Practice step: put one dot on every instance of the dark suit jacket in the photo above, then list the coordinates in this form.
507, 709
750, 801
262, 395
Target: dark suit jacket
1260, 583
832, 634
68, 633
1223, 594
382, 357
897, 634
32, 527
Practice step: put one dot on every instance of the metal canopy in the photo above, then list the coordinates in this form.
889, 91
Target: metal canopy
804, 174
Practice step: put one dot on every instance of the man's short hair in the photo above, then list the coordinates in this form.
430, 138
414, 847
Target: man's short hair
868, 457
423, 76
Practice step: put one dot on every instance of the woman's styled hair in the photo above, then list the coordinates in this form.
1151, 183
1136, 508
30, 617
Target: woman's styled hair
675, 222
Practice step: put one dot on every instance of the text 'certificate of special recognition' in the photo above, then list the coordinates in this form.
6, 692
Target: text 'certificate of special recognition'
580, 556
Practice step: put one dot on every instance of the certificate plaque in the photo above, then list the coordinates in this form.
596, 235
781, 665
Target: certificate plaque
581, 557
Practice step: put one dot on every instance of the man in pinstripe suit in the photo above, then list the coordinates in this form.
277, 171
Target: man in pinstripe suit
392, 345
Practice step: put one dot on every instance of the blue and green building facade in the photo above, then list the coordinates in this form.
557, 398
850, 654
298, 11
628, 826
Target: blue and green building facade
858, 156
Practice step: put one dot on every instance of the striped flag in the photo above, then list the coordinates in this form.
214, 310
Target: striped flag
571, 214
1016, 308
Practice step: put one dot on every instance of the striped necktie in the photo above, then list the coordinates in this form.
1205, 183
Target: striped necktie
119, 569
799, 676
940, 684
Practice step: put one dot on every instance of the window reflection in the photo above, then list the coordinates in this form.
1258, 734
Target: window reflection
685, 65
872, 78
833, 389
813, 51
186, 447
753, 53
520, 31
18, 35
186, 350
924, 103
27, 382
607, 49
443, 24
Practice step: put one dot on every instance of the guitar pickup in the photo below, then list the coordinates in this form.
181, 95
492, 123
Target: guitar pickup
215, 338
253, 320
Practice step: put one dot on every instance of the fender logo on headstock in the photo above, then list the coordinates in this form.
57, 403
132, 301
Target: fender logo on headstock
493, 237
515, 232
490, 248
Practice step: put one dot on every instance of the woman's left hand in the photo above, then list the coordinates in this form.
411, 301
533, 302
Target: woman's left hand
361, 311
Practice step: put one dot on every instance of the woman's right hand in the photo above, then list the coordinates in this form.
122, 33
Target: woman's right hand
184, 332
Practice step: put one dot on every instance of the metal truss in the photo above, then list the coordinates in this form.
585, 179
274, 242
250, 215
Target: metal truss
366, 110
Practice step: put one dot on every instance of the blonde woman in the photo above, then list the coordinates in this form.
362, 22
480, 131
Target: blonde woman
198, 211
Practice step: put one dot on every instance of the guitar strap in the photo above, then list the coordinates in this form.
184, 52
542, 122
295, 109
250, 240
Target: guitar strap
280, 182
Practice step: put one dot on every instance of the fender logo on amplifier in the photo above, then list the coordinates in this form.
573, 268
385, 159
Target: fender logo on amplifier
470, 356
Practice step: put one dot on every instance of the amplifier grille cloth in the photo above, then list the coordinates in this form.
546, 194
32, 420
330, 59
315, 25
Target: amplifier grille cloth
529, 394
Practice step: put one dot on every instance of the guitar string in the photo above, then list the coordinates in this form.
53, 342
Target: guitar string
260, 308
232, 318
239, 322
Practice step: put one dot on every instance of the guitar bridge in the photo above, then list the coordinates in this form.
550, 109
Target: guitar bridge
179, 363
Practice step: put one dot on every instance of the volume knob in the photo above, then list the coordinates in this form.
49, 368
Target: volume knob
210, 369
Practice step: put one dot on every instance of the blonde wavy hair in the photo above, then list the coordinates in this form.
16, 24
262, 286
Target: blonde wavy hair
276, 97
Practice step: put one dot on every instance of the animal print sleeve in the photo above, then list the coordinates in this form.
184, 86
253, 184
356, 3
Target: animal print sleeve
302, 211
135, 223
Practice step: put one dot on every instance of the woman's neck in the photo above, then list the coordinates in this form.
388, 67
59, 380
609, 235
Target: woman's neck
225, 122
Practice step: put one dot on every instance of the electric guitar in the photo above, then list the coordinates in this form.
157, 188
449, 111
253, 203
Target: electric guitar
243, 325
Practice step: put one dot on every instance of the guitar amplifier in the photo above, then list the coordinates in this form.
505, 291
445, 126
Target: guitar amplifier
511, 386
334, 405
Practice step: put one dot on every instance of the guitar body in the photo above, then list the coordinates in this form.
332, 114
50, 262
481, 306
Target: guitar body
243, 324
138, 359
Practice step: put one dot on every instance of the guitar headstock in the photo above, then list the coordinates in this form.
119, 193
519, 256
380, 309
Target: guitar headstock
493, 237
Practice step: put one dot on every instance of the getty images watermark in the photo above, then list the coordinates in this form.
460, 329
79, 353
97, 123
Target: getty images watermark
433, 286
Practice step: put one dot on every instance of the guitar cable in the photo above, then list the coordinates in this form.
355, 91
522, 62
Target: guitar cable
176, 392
- - - -
Reproduce the lines from the one containing "the blonde wavy" to the end of the entries, keeping both ends and adding nothing.

Practice step: put one dot on every instance of the blonde wavy hair in the photo above, then list the coordinates in this form.
16, 24
262, 286
Target: blonde wavy hair
276, 97
Practice step: put one dot on every instance of the animal print sleeve in the photo above, then list the coordinates in this form.
184, 86
253, 184
356, 3
Target: animal print sleeve
302, 211
135, 223
Practice step: put one dot on every instance of the woman's neck in the photo above, then list the coordinates in this form.
388, 67
59, 380
609, 235
Target: woman's neck
225, 122
Practice step: put one dot on every instance of the electric guitar in the photo above, then list the coordinates in this form.
157, 188
449, 111
253, 203
Target: electric guitar
243, 325
Practice step: put one dot on every instance of the guitar amplifier in the photo above, then list the coordinates in this form.
505, 291
445, 126
Target: guitar amplifier
511, 386
334, 405
Practice step: put one dot on every instance of the guitar body in the photo above, then list the coordinates in this form.
332, 114
50, 262
481, 306
Target: guitar body
243, 324
138, 359
Practice step: put one dot on every instance of the guitar headstock in the photo above, then list the coordinates in this form.
119, 193
519, 256
380, 309
Target: guitar headstock
493, 237
Practice step: put one dot on every instance of the getty images watermark in the photo above, then list the coordinates in this form.
460, 329
79, 353
97, 123
Target: getty images watermark
433, 286
Practice step: put one dot on every instance of the guitar cable in the photo above, then list the coordinates in this form.
355, 91
522, 62
Target: guitar cable
176, 392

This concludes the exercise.